Dataset entries Start Marker

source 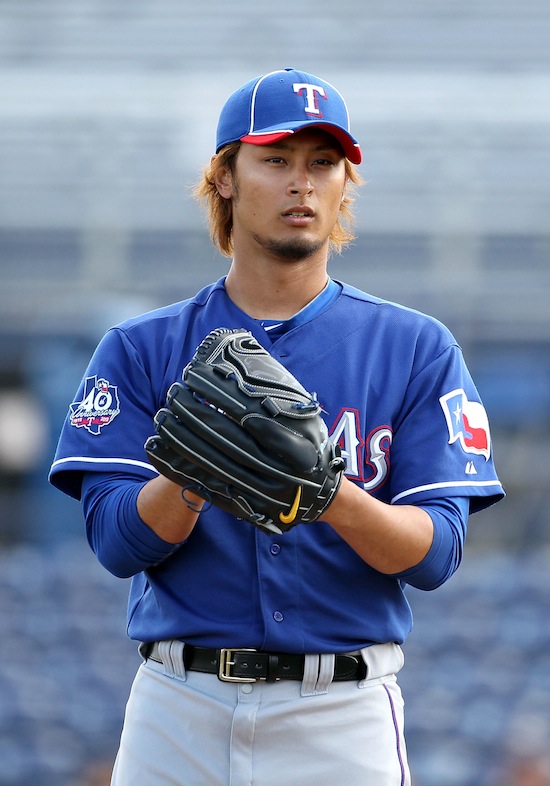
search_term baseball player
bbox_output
[49,68,504,785]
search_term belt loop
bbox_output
[158,640,187,681]
[358,643,405,686]
[301,654,320,696]
[300,654,335,696]
[315,653,335,693]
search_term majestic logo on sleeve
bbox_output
[439,388,490,461]
[70,376,120,435]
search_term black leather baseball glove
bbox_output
[144,328,345,534]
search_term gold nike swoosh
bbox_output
[279,485,302,525]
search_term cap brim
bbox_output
[240,122,362,165]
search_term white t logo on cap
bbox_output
[293,83,326,116]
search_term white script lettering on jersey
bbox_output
[329,410,391,492]
[293,83,327,116]
[363,428,393,492]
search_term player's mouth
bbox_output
[282,207,314,225]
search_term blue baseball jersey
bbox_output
[49,277,504,652]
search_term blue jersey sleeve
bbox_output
[387,342,504,511]
[49,326,162,499]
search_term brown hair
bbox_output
[194,142,363,258]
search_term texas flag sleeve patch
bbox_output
[439,388,491,461]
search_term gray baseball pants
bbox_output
[110,640,411,786]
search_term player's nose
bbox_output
[287,175,313,196]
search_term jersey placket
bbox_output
[255,529,304,652]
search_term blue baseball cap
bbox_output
[216,68,362,164]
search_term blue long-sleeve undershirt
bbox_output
[81,473,183,579]
[80,471,469,589]
[390,495,469,590]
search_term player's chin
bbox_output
[256,233,326,262]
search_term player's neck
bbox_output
[225,255,330,320]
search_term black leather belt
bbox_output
[146,642,367,683]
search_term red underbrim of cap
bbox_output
[240,127,362,165]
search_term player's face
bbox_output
[220,129,347,262]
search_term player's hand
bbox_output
[144,328,345,534]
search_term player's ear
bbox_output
[213,159,235,200]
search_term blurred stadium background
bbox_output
[0,1,549,784]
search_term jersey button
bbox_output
[273,611,284,622]
[270,544,281,555]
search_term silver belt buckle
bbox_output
[218,648,257,683]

Dataset entries End Marker

- _Try it_:
Take every line above that includes the string "jersey" and return it.

- _Your solution_:
search_term white script lettering on jersey
search_term blue baseball jersey
search_term blue jersey sleeve
search_term jersey placket
search_term jersey button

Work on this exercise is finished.